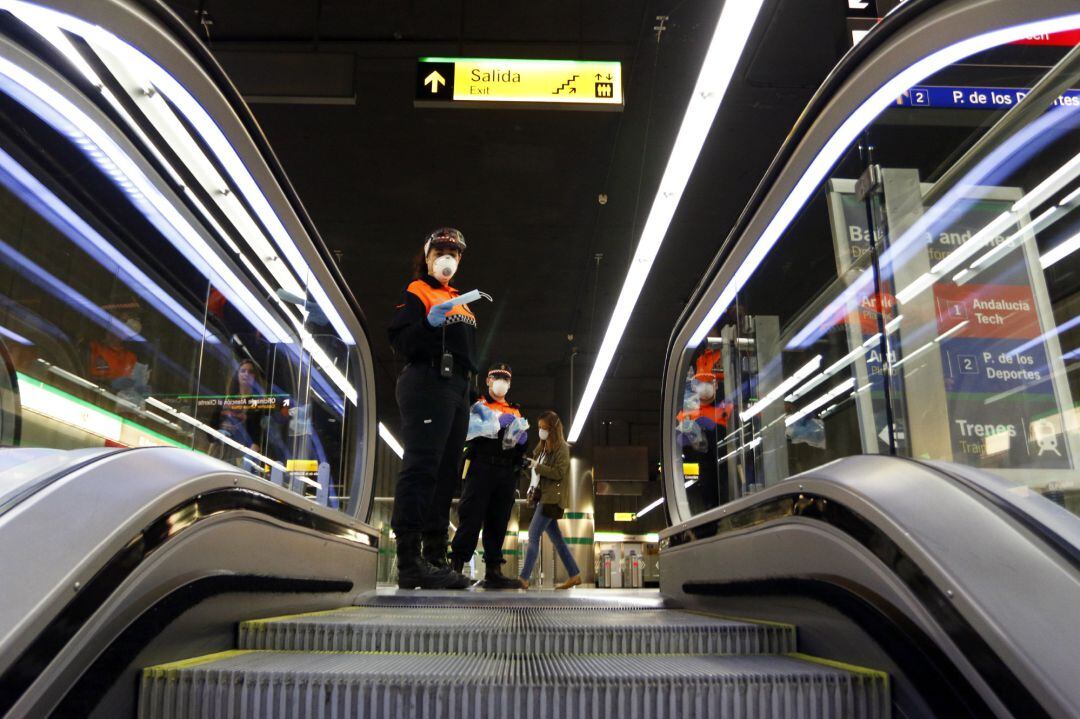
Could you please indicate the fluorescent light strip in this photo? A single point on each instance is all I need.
(66, 294)
(847, 133)
(392, 442)
(779, 391)
(98, 146)
(1064, 327)
(174, 133)
(745, 448)
(1037, 226)
(935, 340)
(1060, 252)
(820, 402)
(13, 336)
(732, 31)
(1053, 184)
(832, 369)
(223, 437)
(941, 213)
(161, 116)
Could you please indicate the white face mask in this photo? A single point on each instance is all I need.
(445, 267)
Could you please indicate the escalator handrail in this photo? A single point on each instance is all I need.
(881, 32)
(788, 500)
(1053, 539)
(208, 64)
(36, 486)
(161, 530)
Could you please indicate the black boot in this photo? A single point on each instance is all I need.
(415, 572)
(495, 580)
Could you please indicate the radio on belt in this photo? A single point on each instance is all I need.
(446, 363)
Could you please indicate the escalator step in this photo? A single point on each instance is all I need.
(515, 631)
(262, 683)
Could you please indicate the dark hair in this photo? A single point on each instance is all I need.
(555, 436)
(419, 266)
(233, 387)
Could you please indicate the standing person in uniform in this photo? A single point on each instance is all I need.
(487, 500)
(439, 342)
(551, 482)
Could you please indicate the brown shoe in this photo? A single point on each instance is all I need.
(574, 581)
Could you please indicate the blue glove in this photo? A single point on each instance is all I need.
(436, 315)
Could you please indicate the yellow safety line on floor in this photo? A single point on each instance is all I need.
(194, 661)
(267, 620)
(782, 625)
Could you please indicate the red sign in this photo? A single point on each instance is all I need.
(1066, 39)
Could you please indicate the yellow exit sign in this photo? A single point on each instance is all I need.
(476, 81)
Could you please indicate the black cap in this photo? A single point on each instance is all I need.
(500, 368)
(445, 236)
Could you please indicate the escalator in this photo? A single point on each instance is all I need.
(450, 655)
(834, 555)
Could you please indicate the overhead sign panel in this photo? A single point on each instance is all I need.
(483, 81)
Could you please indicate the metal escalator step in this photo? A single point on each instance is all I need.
(315, 684)
(515, 631)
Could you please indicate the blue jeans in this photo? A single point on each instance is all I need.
(540, 525)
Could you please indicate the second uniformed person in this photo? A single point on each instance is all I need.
(487, 500)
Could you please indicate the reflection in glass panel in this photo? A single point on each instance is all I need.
(118, 328)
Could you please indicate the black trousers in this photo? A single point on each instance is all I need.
(487, 501)
(434, 421)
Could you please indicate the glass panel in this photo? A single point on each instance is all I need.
(115, 336)
(922, 303)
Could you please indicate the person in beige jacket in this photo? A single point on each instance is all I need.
(551, 482)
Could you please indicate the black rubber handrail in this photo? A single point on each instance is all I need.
(883, 31)
(17, 678)
(190, 41)
(31, 489)
(1061, 545)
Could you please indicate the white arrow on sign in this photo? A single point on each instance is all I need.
(433, 80)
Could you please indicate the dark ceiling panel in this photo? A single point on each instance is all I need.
(522, 185)
(524, 21)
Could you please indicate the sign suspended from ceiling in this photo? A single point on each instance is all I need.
(482, 82)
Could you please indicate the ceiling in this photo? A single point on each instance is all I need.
(332, 82)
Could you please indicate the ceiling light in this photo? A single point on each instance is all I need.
(649, 507)
(732, 31)
(152, 76)
(779, 391)
(1060, 252)
(822, 401)
(841, 140)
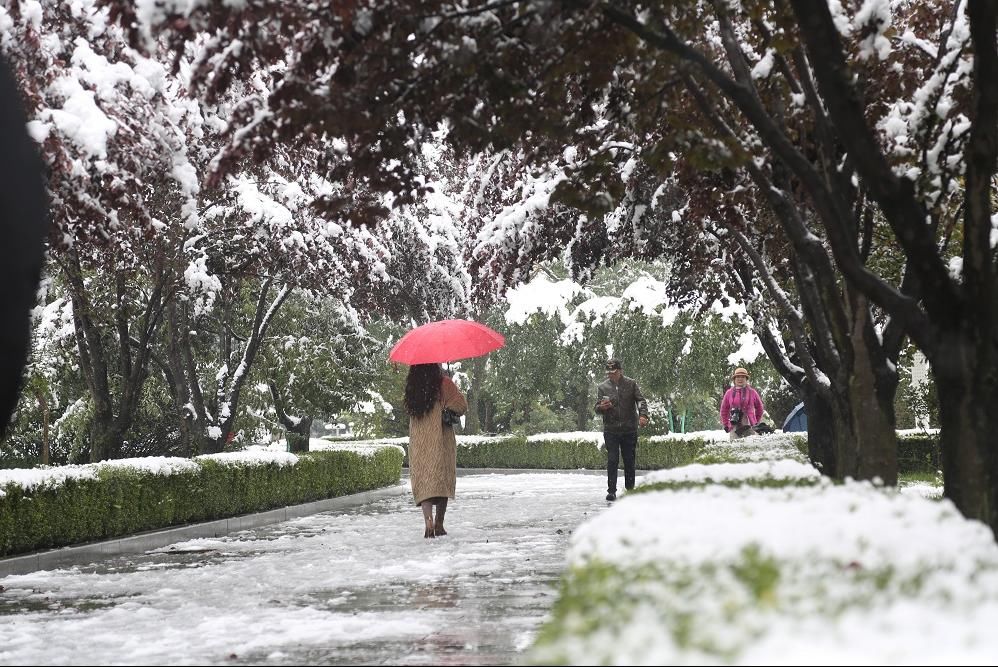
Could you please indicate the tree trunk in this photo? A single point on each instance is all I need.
(43, 404)
(821, 448)
(966, 433)
(472, 424)
(176, 338)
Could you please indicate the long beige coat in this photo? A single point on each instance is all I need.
(433, 448)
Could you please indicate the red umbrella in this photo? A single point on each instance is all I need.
(447, 340)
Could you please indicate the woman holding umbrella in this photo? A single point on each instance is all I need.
(428, 394)
(432, 444)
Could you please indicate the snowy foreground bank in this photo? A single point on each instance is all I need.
(760, 561)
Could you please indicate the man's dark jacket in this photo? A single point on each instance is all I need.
(628, 403)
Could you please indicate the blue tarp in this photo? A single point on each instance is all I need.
(796, 420)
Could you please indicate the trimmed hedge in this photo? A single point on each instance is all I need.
(518, 452)
(122, 501)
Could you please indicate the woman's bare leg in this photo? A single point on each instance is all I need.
(438, 525)
(427, 506)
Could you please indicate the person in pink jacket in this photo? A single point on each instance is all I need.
(741, 407)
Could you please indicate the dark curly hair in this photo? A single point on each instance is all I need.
(422, 388)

**********

- [Short exercise]:
Copy out every line of the items above without changing a word, and leave the pictures out.

- [Full output]:
Could you please indicate the fluorescent light strip in this photo? A single point on each instance is all I need.
(66, 294)
(847, 133)
(392, 442)
(779, 391)
(98, 146)
(1064, 327)
(174, 133)
(745, 448)
(1037, 226)
(935, 340)
(1060, 252)
(820, 402)
(13, 336)
(732, 31)
(1053, 184)
(832, 369)
(223, 437)
(941, 213)
(161, 116)
Could you please indicate the white face mask in this photo? A single point on each instance is all I need.
(445, 267)
Could you please indicate the escalator handrail in this photo? A single point on each instance is all I need.
(881, 32)
(788, 500)
(1053, 539)
(208, 64)
(36, 486)
(161, 530)
Could you please indicate the black boot in this photo? A single point on each instance is all I need.
(415, 572)
(495, 580)
Could you please indicate the radio on belt in this photo? A single point on each instance is all I need.
(446, 363)
Could you please indicate the escalator step in this photo? A single point on each instance is all I need.
(515, 631)
(262, 683)
Could you please indicate the dark hair in this photo? A single point on each instance is all I need.
(555, 436)
(419, 266)
(233, 387)
Could you please indicate the standing person in uniform in this photo? A single point on each instance is all I need.
(487, 500)
(439, 342)
(551, 482)
Could you please indicate the brown shoe in this photo? A single point on each instance is all I need.
(574, 581)
Could you please indicate the blue glove in this photo? A single point on each instance is all I need.
(436, 315)
Could you please indicate the yellow safety line on floor in this photo? A single point on each instance is all I need.
(194, 661)
(267, 620)
(782, 625)
Could you please indicate the red sign in this photo? A single point on each instance is all I need.
(1066, 39)
Could you please indicate the yellow exit sign in this photo? A single point on each instance is all I need.
(476, 81)
Could you please indicate the black cap in this photo? A single point on each instance is all I need.
(500, 368)
(445, 236)
Could you please indicate the escalator in this photo? A single point on each instance is all I need.
(450, 655)
(834, 555)
Could you please indicate the overhead sign panel in this photo? A single point on each instance is all I need.
(483, 81)
Could you please indicate the metal escalator step in this photo? A single point on each instance is all I need.
(315, 684)
(515, 631)
Could you please indicate the blue jeans in this photo? A single point on each instance is all I need.
(540, 525)
Could you please indicate the second uniformed person in this photo? A single point on each instance is all I need.
(487, 500)
Could you please indicate the reflection in glass panel in this photo? A single point on each instance is all I need.
(118, 328)
Could you please indicate the black trousers in this photo? A single point on each instance is all I need.
(487, 501)
(434, 421)
Could you please indicate the glass panel in this photo? A single point on each instance is all I need.
(115, 336)
(922, 303)
Could you please indicate the person in beige jacket in this photo? A single point on each instance is all I need.
(551, 482)
Could you please indicate the black rubber handrail in this photo? A single point on each instance is all I need.
(883, 31)
(17, 678)
(190, 41)
(31, 489)
(1061, 545)
Could you please indicate the white arrow on sign in this photo? A single point on each instance is all I need.
(433, 80)
Could you please indicate the dark ceiling panel in this photo? A single point on each instance is all I need.
(522, 185)
(524, 21)
Could you please indicate the sign suspended from ceiling in this photo? A single point on each instance is all I need.
(482, 82)
Could you please indicate the ceiling in this photo? A single point on each instance is all I need.
(332, 82)
Could you please indicate the ceiling light in this photo? A single point on each instance is all I need.
(649, 507)
(732, 31)
(152, 76)
(779, 391)
(1060, 252)
(822, 401)
(841, 140)
Could you please indicate the tree trunk in this photo? A single point on each instance is all I need.
(43, 404)
(821, 448)
(966, 433)
(472, 424)
(176, 338)
Could you please indicate the long beige coat in this photo? A single point on each instance is all I need.
(433, 448)
Could you please indicate the red umbrella in this photo? A single point on each instance is all I need.
(447, 340)
Could you please indicate the woman holding umbrella in this photo? A single point on each instance is all I need.
(428, 394)
(432, 444)
Could you please indicate the snowy foreground bank in this photo? A single point on each instance is all I need.
(760, 561)
Could you please indicate the man's dark jacket in this photo? A single point on each instance is all I need.
(628, 403)
Could you please indicate the blue tarp in this photo? A single point on each instance is all I need.
(796, 420)
Could you please indicate the trimmed hedge in this photo? A single point on each instance is all I need.
(518, 452)
(122, 501)
Could you please indicate the woman's bare leg in this photo? A single point on each instance is all I need.
(438, 525)
(427, 506)
Could you please indicate the person in pink jacket in this photo? A single point on each instance is all I need.
(741, 407)
Could you please indicate the dark curly hair in this photo? A single point on each instance is all I need.
(422, 388)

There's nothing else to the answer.